Source material:
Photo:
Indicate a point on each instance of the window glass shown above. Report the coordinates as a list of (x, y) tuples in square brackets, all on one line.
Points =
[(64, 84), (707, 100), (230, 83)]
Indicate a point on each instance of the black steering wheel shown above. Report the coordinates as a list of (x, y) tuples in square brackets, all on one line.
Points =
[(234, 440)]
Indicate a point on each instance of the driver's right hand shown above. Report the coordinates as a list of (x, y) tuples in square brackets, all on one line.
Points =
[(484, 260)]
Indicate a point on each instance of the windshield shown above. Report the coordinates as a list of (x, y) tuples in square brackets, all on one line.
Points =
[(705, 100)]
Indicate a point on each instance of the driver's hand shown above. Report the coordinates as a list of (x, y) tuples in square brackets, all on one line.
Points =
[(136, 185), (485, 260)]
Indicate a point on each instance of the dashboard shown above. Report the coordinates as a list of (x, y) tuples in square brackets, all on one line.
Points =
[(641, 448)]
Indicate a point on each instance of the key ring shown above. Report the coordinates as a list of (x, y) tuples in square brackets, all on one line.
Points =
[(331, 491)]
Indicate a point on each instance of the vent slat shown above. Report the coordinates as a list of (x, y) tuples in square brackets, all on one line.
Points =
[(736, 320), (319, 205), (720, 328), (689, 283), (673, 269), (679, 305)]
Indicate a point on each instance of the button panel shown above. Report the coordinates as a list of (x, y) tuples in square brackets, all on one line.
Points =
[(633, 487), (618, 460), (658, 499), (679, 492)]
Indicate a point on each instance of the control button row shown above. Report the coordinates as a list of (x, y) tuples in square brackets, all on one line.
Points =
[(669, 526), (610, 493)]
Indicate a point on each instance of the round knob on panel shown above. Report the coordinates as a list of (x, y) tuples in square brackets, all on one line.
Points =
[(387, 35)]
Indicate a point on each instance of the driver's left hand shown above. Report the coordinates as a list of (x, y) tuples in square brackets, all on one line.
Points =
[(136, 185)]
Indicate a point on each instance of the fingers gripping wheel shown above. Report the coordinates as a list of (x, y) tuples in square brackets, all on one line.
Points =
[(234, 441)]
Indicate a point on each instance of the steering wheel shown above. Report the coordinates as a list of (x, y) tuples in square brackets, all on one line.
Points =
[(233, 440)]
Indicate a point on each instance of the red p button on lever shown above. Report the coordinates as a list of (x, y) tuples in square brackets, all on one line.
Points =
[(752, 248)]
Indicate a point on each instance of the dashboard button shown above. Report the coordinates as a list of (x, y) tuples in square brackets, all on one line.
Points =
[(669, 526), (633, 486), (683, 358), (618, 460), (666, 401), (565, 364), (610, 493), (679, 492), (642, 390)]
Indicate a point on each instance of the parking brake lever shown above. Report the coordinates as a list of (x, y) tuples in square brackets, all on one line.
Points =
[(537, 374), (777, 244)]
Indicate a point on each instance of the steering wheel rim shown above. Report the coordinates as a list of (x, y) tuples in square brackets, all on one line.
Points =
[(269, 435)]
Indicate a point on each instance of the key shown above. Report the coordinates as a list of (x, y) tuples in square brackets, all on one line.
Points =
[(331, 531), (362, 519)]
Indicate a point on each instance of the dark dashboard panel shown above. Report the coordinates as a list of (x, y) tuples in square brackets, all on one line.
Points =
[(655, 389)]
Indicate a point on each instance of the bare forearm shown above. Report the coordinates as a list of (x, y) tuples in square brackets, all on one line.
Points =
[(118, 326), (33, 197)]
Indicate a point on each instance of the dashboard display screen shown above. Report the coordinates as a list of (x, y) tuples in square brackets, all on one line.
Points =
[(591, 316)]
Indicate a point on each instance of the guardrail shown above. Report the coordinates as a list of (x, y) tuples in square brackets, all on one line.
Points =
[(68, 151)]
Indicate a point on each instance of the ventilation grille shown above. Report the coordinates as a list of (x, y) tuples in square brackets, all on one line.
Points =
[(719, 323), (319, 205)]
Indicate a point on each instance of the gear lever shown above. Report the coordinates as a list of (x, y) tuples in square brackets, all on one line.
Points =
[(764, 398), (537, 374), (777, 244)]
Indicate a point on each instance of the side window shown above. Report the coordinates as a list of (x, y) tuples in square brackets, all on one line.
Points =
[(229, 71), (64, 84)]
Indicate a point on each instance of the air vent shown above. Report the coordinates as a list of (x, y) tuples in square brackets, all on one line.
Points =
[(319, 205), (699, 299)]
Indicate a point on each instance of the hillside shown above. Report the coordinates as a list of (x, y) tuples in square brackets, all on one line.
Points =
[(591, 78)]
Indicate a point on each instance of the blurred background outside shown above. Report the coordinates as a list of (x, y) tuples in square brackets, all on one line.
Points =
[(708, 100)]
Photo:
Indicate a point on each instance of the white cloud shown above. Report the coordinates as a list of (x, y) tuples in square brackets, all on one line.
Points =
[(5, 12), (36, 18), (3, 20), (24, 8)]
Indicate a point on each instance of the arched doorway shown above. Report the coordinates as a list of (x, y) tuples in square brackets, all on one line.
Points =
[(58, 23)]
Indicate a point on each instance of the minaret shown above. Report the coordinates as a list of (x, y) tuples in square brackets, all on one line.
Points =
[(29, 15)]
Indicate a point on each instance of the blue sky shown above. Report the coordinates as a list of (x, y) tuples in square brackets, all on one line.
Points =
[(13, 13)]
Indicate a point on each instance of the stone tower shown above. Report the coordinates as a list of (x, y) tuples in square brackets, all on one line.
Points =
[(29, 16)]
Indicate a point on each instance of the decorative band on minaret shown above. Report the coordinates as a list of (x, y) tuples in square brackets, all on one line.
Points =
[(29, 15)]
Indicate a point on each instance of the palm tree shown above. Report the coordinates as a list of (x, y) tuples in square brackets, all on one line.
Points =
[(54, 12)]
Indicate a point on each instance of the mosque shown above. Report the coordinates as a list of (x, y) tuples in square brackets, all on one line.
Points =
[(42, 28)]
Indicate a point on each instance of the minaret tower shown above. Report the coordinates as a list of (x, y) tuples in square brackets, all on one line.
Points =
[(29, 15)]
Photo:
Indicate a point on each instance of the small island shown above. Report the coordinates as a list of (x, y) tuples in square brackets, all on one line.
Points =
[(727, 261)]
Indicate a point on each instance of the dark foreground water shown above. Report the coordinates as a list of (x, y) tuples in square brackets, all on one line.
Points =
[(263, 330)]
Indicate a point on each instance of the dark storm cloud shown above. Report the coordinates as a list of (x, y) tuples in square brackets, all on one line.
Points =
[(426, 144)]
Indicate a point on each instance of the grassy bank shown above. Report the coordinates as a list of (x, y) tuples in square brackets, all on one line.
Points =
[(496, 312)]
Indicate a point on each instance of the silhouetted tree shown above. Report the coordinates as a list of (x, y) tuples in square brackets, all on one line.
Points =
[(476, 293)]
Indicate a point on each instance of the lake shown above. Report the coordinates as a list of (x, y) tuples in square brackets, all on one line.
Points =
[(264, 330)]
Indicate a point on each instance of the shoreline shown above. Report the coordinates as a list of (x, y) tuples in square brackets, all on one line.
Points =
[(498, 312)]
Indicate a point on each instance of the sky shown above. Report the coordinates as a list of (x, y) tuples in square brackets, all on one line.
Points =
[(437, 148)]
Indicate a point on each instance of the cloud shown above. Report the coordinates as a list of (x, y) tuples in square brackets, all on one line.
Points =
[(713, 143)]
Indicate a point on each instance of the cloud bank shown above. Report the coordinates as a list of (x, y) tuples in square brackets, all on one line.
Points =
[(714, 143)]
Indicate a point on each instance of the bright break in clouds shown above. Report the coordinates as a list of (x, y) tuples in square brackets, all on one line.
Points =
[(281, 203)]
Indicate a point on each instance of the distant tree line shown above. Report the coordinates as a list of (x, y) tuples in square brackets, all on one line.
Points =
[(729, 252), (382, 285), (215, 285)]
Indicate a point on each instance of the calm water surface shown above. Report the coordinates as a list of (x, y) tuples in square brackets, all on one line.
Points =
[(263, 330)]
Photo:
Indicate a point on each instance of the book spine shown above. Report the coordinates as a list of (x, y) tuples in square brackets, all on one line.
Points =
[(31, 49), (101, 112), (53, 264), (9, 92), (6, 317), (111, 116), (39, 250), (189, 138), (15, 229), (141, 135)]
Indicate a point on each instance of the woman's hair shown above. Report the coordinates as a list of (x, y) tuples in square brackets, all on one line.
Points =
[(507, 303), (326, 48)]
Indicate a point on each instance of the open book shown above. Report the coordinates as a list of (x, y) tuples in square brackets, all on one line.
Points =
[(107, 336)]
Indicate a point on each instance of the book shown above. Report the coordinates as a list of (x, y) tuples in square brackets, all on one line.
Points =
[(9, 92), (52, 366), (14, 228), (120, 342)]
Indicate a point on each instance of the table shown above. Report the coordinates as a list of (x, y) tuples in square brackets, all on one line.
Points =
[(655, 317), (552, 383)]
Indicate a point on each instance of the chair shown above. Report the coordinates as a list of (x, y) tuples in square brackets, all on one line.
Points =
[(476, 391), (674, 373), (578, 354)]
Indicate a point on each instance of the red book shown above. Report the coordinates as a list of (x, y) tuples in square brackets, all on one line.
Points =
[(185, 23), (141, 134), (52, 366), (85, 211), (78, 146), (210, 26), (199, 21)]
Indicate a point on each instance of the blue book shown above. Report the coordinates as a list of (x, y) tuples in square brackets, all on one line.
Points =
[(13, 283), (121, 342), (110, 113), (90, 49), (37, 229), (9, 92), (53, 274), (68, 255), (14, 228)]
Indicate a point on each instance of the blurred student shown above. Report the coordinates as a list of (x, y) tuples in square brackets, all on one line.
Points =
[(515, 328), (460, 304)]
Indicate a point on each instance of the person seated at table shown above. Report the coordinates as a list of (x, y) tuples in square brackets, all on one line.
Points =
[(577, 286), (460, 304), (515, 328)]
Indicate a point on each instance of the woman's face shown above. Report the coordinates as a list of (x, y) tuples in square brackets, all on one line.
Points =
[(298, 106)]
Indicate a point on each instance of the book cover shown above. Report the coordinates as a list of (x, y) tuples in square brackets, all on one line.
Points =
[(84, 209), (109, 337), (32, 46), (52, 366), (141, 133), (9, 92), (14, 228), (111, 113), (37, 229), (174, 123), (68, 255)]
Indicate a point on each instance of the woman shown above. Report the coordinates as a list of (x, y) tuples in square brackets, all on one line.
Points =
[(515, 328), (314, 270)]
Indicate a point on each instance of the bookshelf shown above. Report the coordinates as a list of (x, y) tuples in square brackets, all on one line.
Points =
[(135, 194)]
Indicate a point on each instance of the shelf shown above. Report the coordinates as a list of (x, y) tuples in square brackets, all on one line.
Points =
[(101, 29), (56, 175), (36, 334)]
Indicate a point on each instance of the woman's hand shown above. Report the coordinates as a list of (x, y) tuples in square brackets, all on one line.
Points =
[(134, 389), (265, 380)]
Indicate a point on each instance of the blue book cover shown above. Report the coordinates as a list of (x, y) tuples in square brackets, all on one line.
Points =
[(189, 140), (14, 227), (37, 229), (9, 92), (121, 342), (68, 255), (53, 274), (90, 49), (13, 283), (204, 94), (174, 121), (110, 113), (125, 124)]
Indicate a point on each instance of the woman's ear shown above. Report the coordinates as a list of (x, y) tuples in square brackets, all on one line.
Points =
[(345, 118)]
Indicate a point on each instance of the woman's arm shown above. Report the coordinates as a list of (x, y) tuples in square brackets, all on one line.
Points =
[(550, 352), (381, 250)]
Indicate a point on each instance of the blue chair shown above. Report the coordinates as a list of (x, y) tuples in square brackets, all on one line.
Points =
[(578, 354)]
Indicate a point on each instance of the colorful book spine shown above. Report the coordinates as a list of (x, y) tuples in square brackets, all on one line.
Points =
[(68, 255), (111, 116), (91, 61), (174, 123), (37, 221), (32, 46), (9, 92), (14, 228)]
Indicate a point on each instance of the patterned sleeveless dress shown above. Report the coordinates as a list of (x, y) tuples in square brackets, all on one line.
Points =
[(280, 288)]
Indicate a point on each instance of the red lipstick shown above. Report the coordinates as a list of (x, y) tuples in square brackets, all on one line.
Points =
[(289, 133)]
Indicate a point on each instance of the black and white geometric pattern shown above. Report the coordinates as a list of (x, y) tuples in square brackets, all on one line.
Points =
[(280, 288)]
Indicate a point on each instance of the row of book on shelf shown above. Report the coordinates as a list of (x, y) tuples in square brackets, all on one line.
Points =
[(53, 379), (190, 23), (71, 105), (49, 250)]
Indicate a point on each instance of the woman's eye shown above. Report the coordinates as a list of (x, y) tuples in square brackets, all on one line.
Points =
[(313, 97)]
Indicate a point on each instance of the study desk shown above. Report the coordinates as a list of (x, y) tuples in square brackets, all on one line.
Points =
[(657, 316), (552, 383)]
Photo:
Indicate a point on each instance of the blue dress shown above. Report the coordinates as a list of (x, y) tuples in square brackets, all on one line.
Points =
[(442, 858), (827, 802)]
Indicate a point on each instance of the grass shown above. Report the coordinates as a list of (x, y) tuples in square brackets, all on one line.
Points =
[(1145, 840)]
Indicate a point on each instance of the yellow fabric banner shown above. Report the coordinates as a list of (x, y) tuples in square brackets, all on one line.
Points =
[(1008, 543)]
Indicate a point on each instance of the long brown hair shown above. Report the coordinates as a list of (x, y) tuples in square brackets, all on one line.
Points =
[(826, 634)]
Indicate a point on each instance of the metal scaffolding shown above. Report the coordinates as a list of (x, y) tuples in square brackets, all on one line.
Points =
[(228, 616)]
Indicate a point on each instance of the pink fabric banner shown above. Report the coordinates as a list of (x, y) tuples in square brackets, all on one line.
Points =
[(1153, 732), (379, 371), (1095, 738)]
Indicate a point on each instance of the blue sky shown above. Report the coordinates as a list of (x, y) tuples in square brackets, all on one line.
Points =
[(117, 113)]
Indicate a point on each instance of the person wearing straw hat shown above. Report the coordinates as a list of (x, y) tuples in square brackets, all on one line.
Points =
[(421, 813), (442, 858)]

Requirement: Wherever the string "bank" occurs in the records, copy the line it is in.

Task answer:
Indicate a point on each instance of the grassy bank shown above. Report the coordinates as a list of (x, y) tuples in square brackets, all on one line.
Indicate a point on each instance of the cloud bank shown above. Report the coordinates as a list of (x, y) tuples in square brackets, all on one line.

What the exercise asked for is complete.